### Excerpted passage

From Minimalism to “No Style”

It would be hard to find a night sky darker than the one over U.S. Route 67, on the way to Marfa, Texas. According to some accounts, it would be more difficult to miss the strange, floating balls of colored light known as the Marfa Lights, which occasionally float against the jet black horizon. Ever since the mysterious lights where “discovered” in 1883, crowds of onlookers have made their way to Marfa, hoping to catch a glimpse of the mysterious phenomenon.
Whether you believe in the lights or not, the wide-open sky acts as an ideal blank canvas for the dancing lights. The effect must not have been lost on Donald Judd, one of Minimalism’s most famous figures, when he arrived in Marfa in 1971. Suffering from a brain overload after living and thriving in the New York City art scene for years, Judd rented a house in the wayward town. Over time, he amassed multiple buildings throughout the area and filled them with his sculpture and furniture.

Judd converted old military buildings into art galleries, knocking out walls and opening up spaces to the stark Texas sunlight. One old artillery shed in particular (pictured above) became the home of 100 milled aluminum box sculptures. Light floods into the space and bounces through the works. Each sculpture encapsulates it’s own unique, spatial dynamic that changes with the daily shifting of sunlight.
Judd intended his work to invoke an elemental object-ness that went beyond symbolism or illusory effects. He hoped that his work went beyond style — that it invoked “things” in themselves. In order to understand his work’s presence, one needed to come face to face with it in the most stark conditions possible. The landscape of Marfa provided Judd with this tabula rasa.
It’s interesting that while Minimalism (a term Judd himself despised) has become just one more art movement of the past, the “style” itself has become a valued tool in the exhibition of online design and artwork. The goal of minimal website design is the put the user interface in the background as a way to showcase content, be it images, video, or text. A few generic examples, taken from Minimal sites (where else?) illustrate the concept well.

The branding company Marque contains nothing but text, images, and a couple lines against a grey background. The approach is pretty standard: fonts are correctly sized for readability; the interface is straightforward; the background is a variation of white (although black is a sometimes acceptable alternative). The page simply focuses on the work itself, and if your work is good, then you’ll land your client.
Curt Cloninger, in his book Fresher Styles for Web Designers, talks about minimal website design and outlines a similar concept he calls “No Style.” The goal of Minimal design is to make the design vanish completely. However, some interface design is always necessary, and that uniqueness, be it in the navigation or font choice, will necessarily thwart the goal of eliminating design. At this point, Cloninger brings up the example of advertising agency Modernista!

In an effort to have “No Style,” the agency ditched their old baroque pop interface, replacing it with an amalgamation of standard web portals. Their homepage looks like Google, their print work is displayed via Flickr, and news updates can be found on Twitter. They take the concept of No Style a step forward by appropriating the designs of others. These interfaces have become so common that the whole thing seems a bit banal, until you observe their work, which is still as forward looking as ever.

### Material shown
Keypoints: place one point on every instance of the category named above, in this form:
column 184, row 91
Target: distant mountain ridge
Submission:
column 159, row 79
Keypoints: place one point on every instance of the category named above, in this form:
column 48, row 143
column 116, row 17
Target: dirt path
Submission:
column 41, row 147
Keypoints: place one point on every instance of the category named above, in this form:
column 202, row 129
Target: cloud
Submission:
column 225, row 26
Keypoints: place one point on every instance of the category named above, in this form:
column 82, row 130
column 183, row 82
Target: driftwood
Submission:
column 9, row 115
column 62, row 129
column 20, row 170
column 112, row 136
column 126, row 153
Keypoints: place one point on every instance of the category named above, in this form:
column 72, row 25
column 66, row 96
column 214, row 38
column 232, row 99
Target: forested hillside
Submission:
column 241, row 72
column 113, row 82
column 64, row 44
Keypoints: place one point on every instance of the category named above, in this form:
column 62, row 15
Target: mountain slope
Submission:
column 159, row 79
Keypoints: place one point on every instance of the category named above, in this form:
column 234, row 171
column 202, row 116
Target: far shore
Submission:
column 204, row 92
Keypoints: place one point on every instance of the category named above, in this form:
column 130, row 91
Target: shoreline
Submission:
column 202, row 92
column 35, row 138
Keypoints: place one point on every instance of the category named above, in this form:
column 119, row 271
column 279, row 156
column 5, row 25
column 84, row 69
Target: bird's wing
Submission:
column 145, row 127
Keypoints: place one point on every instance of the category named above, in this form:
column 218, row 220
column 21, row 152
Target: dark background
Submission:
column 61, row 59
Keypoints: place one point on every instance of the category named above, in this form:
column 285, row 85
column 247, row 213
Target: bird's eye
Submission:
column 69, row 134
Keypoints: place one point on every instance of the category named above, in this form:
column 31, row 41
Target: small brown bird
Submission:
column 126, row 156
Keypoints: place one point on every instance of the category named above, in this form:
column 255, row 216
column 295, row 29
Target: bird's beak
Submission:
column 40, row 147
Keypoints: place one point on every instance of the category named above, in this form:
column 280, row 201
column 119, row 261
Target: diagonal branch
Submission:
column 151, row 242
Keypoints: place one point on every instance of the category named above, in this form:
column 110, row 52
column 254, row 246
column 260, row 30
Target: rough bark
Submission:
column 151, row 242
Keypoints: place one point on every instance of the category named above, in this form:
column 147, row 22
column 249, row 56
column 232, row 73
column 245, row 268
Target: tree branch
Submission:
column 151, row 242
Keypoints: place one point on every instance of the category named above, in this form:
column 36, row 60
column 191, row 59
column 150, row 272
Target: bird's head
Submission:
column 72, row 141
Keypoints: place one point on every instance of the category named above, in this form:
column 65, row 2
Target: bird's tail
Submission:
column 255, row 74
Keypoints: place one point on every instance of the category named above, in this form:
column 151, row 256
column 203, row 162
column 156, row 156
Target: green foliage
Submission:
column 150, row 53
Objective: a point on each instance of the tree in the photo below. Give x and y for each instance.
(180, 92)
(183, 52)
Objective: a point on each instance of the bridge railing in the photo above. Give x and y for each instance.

### Set task 1
Decide whether each statement agrees with the article on Minimalism and web design, answering yes or no and quoting the words of the article that settle it. (a) Donald Judd arrived in Marfa in 1971. (b) Judd was fond of the term "Minimalism." (c) The branding company Marque shows its work against a black background.
### Set task 2
In the article on Minimalism and web design, how many sculptures were placed in the old artillery shed, and what kind were they?

### Correct result 1
(a) Yes: "when he arrived in Marfa in 1971"
(b) No: "Minimalism (a term Judd himself despised)"
(c) No: "a couple lines against a grey background"

### Correct result 2
100 milled aluminum box sculptures.